[Stored items]

══════

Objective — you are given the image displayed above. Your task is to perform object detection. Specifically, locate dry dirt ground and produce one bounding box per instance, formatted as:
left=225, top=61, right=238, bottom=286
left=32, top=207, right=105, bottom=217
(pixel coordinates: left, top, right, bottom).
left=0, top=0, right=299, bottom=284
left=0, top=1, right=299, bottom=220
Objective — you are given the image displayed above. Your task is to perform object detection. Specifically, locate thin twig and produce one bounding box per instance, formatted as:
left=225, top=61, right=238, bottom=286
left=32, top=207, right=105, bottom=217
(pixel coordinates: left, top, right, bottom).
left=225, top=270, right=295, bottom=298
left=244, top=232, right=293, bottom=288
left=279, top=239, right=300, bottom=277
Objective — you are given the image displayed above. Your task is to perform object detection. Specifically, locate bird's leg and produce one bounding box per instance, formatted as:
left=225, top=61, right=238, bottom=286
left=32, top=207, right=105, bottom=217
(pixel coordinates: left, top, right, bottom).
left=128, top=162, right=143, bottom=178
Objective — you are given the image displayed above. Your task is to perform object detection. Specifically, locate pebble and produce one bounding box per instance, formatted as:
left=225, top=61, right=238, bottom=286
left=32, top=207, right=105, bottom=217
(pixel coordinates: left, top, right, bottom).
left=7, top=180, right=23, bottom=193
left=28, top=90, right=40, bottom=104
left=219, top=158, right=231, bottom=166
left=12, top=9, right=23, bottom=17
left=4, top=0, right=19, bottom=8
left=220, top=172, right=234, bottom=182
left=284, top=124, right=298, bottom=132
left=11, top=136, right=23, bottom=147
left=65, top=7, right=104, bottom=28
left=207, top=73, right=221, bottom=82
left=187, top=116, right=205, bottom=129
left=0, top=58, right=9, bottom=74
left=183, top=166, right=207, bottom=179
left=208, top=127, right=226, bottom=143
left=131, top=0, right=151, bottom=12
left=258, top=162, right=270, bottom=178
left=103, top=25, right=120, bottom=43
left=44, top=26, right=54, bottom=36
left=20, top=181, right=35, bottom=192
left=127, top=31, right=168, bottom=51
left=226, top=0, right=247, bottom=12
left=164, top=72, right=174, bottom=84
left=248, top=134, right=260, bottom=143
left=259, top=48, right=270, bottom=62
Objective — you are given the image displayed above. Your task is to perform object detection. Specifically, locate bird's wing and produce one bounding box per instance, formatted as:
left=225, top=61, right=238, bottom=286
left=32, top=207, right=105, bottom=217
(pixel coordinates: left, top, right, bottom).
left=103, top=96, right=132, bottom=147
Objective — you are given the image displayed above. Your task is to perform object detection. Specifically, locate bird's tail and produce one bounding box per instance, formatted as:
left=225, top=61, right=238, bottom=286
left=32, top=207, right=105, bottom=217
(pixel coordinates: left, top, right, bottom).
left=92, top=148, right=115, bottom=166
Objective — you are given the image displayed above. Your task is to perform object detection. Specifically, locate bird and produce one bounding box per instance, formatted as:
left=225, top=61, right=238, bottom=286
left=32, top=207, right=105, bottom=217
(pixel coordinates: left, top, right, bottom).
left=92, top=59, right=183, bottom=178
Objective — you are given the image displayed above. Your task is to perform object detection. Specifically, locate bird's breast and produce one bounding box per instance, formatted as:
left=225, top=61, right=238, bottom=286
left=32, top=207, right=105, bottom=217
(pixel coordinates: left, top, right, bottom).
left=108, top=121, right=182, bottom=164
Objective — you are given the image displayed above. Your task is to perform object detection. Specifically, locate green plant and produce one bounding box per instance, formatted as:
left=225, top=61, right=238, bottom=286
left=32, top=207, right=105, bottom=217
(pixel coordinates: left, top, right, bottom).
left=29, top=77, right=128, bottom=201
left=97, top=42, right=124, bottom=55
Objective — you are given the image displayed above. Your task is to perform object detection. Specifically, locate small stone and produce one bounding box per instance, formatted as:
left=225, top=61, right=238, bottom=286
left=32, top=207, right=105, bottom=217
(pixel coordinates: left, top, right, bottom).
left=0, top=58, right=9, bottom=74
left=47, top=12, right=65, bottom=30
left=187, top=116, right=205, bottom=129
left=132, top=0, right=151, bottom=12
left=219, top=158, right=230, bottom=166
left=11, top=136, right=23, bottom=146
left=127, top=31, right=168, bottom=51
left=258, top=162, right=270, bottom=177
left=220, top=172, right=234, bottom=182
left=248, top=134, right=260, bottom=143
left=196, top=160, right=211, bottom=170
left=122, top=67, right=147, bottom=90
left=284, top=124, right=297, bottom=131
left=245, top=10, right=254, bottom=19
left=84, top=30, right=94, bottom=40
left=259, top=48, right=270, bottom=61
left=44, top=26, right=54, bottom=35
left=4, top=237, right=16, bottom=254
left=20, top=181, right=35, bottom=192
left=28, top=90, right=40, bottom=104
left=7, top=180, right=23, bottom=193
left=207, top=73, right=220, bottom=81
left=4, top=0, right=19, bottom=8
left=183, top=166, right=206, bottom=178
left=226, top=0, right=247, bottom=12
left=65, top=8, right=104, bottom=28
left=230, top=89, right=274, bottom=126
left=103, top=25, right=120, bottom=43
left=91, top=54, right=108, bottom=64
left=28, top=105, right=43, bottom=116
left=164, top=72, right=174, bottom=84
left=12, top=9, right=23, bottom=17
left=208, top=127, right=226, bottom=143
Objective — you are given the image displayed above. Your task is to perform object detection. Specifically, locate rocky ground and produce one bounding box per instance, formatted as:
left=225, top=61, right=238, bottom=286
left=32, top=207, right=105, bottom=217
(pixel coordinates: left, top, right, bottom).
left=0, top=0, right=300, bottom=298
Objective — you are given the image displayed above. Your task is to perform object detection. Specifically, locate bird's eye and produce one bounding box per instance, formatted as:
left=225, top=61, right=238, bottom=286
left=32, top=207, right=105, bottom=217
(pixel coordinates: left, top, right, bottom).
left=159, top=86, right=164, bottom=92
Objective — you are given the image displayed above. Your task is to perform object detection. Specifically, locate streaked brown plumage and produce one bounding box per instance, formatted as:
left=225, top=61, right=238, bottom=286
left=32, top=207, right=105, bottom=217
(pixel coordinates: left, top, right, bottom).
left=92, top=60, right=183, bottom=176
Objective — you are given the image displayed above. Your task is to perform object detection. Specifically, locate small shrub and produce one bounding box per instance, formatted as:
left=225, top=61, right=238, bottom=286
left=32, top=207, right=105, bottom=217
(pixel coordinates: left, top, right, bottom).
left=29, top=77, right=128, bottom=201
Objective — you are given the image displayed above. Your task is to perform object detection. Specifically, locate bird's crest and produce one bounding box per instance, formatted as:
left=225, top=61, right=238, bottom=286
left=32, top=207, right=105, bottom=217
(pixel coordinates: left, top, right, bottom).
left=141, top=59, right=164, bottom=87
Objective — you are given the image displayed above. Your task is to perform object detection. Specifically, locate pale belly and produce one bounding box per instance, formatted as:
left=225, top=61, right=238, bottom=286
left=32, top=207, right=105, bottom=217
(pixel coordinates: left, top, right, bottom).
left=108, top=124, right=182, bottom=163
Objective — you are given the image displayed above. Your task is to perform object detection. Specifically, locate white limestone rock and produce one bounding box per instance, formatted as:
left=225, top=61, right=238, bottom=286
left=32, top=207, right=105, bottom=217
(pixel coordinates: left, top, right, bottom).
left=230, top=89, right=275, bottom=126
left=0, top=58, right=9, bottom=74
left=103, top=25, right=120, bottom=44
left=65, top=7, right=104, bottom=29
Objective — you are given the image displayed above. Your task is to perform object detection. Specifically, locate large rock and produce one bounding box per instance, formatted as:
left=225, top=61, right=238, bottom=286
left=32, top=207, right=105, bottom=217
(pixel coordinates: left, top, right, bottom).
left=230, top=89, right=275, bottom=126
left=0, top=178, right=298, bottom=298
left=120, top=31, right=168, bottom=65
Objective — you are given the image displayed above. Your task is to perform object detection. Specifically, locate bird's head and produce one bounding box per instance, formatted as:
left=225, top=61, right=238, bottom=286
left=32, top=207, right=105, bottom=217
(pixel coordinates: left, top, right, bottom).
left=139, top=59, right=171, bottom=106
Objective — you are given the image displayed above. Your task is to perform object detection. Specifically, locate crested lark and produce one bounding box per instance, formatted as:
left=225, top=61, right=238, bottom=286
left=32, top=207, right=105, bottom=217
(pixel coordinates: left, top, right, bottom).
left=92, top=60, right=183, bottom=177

══════

EXERCISE PROMPT - Counting only lines above that contain the string "small", report how many there are and write nothing further.

RESULT OF THE EXERCISE - 2